Request: Pick out each line of the entries below containing the word "that" and copy it in full.

Source data:
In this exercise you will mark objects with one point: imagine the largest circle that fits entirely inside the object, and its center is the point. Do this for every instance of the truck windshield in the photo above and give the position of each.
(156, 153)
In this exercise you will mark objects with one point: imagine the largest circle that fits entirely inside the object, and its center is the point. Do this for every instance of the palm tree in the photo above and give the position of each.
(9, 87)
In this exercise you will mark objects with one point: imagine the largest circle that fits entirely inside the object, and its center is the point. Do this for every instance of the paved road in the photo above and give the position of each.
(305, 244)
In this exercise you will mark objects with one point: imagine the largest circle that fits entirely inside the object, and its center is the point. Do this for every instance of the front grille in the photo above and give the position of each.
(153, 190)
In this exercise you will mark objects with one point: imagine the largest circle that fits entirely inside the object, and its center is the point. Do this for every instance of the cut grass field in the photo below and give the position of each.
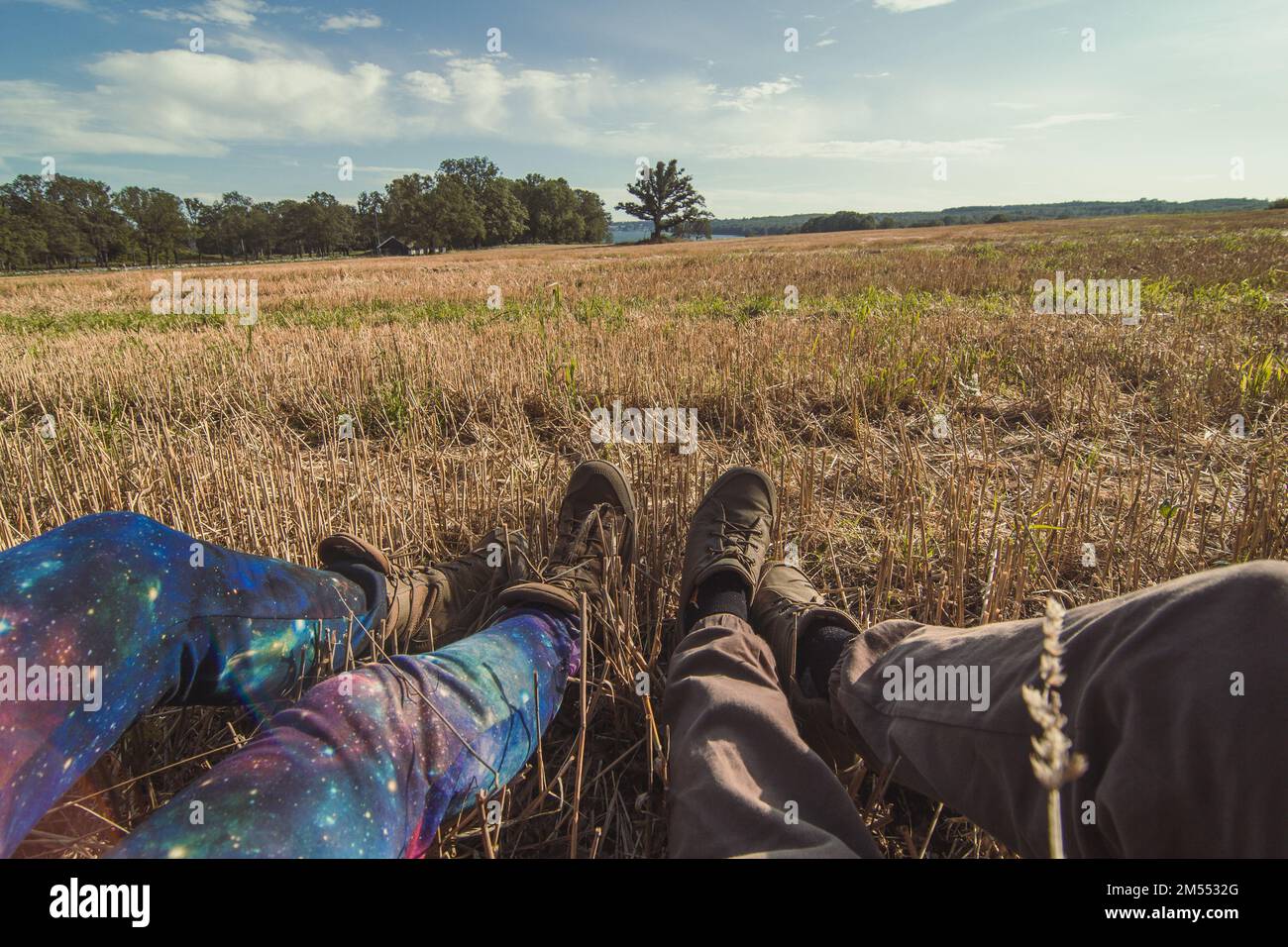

Solved exercise:
In this exercise you will mark objects with one point: imagine the largest circle that fits entirely inside the object, and its center is the point. Do this for every instance of the truck windshield in the photo above and give the position of each.
In this exercise you will mark objects with one point: imagine the largest circle that fits entirely inside the object, and its center is the point. Do this for every instance of the palm tree in the photo above and give the position of each.
In this exercise you will mark objects with one point: imagine the largest circle that fits entirely inside the object, and its center is the point. Do this for every instance of the paved road in the photo above and give the position of each.
In this exercise you will mark objects with one point: imagine the largest circle that fits entirely inside the object, and its center is the point. Do this for every instance of the front grille in the photo above and give the position of each.
In this exercise you will mark objects with one point: imagine the largest circle that fits entirely inside the object, and its center is the point. Do this for every instance of the cut grass field in the photo below and give the position of each.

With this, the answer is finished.